POUR TOUS CES MOTIFS, LE TRIBUNAL :

[132]     REJETTE la requête introductive d’instance;

[133]     ACCUEILLE partiellement la demande reconventionnelle du défendeur Éric Deschênes;

[134]     CONDAMNE le demandeur à payer au défendeur Éric Deschênes la somme de 10 000 $ avec intérêts au taux légal et l’indemnité additionnelle prévue à l’article 1619 du Code civil du Québec à compter du 19 novembre 2015;

[135]     ACCUEILLE partiellement la demande d’intervention de l’intervenante Isabelle St-Jean;

[136]     CONDAMNE le demandeur à payer à l’intervenante Isabelle St-Jean la somme de 10 000 $ avec intérêts au taux légal et l’indemnité additionnelle prévue à l’article 1619 du Code civil du Québec à compter du 19 novembre 2015;

[137]     CONDAMNE le demandeur à payer au défendeur Éric Deschênes un montant de 2 000 $ en dommages punitifs avec intérêts au taux légal et l’indemnité additionnelle prévue à l’article 1619 du Code civil du Québec à compter de la date du présent jugement;

[138]     CONDAMNE le demandeur à payer à l’intervenante Isabelle St-Jean un montant de 2 000 $ en dommages punitifs avec intérêts au taux légal et l’indemnité additionnelle prévue à l’article 1619 du Code civil du Québec à compter de la date du présent jugement;

[139]     ACCUEILLE partiellement la demande reconventionnelle modifiée du défendeur Frédéric Côté et de l’intervenante Audrey Leclerc;

[140]     CONDAMNE le demandeur à payer au défendeur Frédéric Côté la somme de 10 000 $ avec intérêts au taux légal et l’indemnité additionnelle prévue à l’article 1619 du Code civil du Québec à compter du 18 novembre 2015;

[141]     CONDAMNE le demandeur à payer à l’intervenante Audrey Leclerc la somme de 10 000 $ avec intérêts au taux légal et l’indemnité additionnelle prévue à l’article 1619 du Code civil du Québec à compter du 18 novembre 2015;

[142]     DÉCLARE que la requête introductive d’instance du demandeur est abusive au sens de l’article 51 et suivants du Code de procédure civile;

[143]     CONDAMNE le demandeur à payer au défendeur Éric Deschênes et à l’intervenante Isabelle St-Jean la somme de 5 000 $ à titre d’honoraires professionnels et déboursés extrajudiciaires encourus pour se défendre à la poursuite abusive intentée par le demandeur, le tout avec intérêts au taux légal et l’indemnité additionnelle prévue à l’article 1619 du Code civil du Québec à compter de la date du présent jugement;

[144]     CONDAMNE le demandeur à payer au défendeur Frédéric Côté et à l’intervenante Audrey Leclerc la somme de 5 000 $ à titre d’honoraires professionnels et déboursés extrajudiciaires encourus pour se défendre à la poursuite abusive intentée par le demandeur, le tout avec intérêts au taux légal et l’indemnité additionnelle prévue à l’article 1619 du Code civil du Québec à compter de la date du présent jugement;


[145]     LE TOUT, avec entiers frais de justice.
____________________
__CONSIGNES__.
a – Répondez aux questions suivantes d'après l'extrait du jugement :
(i) Quel montant en dommages punitifs le demandeur doit-il verser à l'intervenante Isabelle St-Jean ?
(ii) À partir de quelle date les intérêts sur les 10 000 $ accordés au défendeur Frédéric Côté sont-ils calculés ?
(iii) En vertu de quel article du Code de procédure civile la requête introductive d'instance est-elle déclarée abusive ?
b – Reproduisez sans rien changer le passage de l'extrait du jugement qui commence par « [144]     CONDAMNE le » et se poursuit jusqu'à « frais de justice. ».
c – Dans l'extrait du jugement, reformulez sous forme de liste le paragraphe [143], qui commence par « CONDAMNE le demandeur à payer au défendeur Éric Deschênes et à l'intervenante Isabelle St-Jean ». Conservez-en les faits essentiels.

[Entrées d'annotation de régions]
____________________
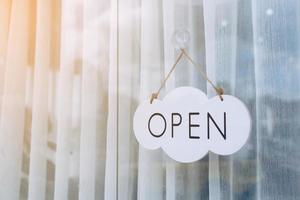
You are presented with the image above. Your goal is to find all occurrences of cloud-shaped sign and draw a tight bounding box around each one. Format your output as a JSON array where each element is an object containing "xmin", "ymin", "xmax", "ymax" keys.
[{"xmin": 133, "ymin": 87, "xmax": 251, "ymax": 162}]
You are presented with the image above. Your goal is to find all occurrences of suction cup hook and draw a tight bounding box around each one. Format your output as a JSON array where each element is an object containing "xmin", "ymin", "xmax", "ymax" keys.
[{"xmin": 172, "ymin": 29, "xmax": 191, "ymax": 49}]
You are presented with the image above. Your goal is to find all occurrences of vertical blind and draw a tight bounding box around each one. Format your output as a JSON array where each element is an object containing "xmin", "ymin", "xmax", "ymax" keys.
[{"xmin": 0, "ymin": 0, "xmax": 300, "ymax": 200}]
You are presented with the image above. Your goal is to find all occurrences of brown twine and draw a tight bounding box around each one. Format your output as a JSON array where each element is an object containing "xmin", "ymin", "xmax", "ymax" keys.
[{"xmin": 150, "ymin": 49, "xmax": 224, "ymax": 104}]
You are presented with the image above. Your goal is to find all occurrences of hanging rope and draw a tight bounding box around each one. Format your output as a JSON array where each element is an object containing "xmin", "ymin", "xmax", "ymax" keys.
[{"xmin": 150, "ymin": 49, "xmax": 224, "ymax": 104}]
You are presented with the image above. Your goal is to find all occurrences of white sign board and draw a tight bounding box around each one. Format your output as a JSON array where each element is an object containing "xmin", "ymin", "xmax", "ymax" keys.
[{"xmin": 133, "ymin": 87, "xmax": 251, "ymax": 163}]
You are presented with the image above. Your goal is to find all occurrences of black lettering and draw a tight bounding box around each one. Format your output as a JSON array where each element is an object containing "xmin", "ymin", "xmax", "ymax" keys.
[
  {"xmin": 148, "ymin": 113, "xmax": 167, "ymax": 137},
  {"xmin": 189, "ymin": 112, "xmax": 200, "ymax": 139},
  {"xmin": 171, "ymin": 113, "xmax": 182, "ymax": 138}
]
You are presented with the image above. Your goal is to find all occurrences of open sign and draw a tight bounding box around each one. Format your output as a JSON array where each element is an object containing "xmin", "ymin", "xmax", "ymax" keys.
[{"xmin": 133, "ymin": 87, "xmax": 251, "ymax": 162}]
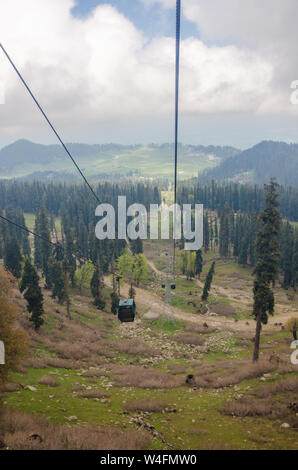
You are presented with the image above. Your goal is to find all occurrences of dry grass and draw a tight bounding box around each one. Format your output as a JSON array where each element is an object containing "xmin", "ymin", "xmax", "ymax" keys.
[
  {"xmin": 114, "ymin": 366, "xmax": 184, "ymax": 389},
  {"xmin": 254, "ymin": 377, "xmax": 298, "ymax": 398},
  {"xmin": 185, "ymin": 322, "xmax": 216, "ymax": 335},
  {"xmin": 38, "ymin": 375, "xmax": 59, "ymax": 387},
  {"xmin": 173, "ymin": 333, "xmax": 205, "ymax": 346},
  {"xmin": 82, "ymin": 369, "xmax": 109, "ymax": 378},
  {"xmin": 1, "ymin": 383, "xmax": 20, "ymax": 393},
  {"xmin": 123, "ymin": 399, "xmax": 167, "ymax": 413},
  {"xmin": 211, "ymin": 302, "xmax": 237, "ymax": 317},
  {"xmin": 108, "ymin": 338, "xmax": 160, "ymax": 356},
  {"xmin": 78, "ymin": 390, "xmax": 108, "ymax": 400},
  {"xmin": 220, "ymin": 397, "xmax": 288, "ymax": 418},
  {"xmin": 25, "ymin": 357, "xmax": 83, "ymax": 370},
  {"xmin": 0, "ymin": 408, "xmax": 151, "ymax": 450},
  {"xmin": 168, "ymin": 364, "xmax": 186, "ymax": 375},
  {"xmin": 194, "ymin": 361, "xmax": 276, "ymax": 388}
]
____________________
__RÉPONSES ATTENDUES__.
a –
(i) 2 000 $
(ii) Le 18 novembre 2015
(iii) L'article 51 et suivants

b –
[144]     CONDAMNE le demandeur à payer au défendeur Frédéric Côté et à l’intervenante Audrey Leclerc la somme de 5 000 $ à titre d’honoraires professionnels et déboursés extrajudiciaires encourus pour se défendre à la poursuite abusive intentée par le demandeur, le tout avec intérêts au taux légal et l’indemnité additionnelle prévue à l’article 1619 du Code civil du Québec à compter de la date du présent jugement;


[145]     LE TOUT, avec entiers frais de justice.

c –
- Débiteur : le demandeur
- Bénéficiaires : le défendeur Éric Deschênes et l'intervenante Isabelle St-Jean
- Montant : 5 000 $, à titre d'honoraires professionnels et de déboursés extrajudiciaires engagés pour se défendre contre la poursuite abusive intentée par le demandeur
- Intérêts : au taux légal, avec l'indemnité additionnelle prévue à l'article 1619 du Code civil du Québec, à compter de la date du jugement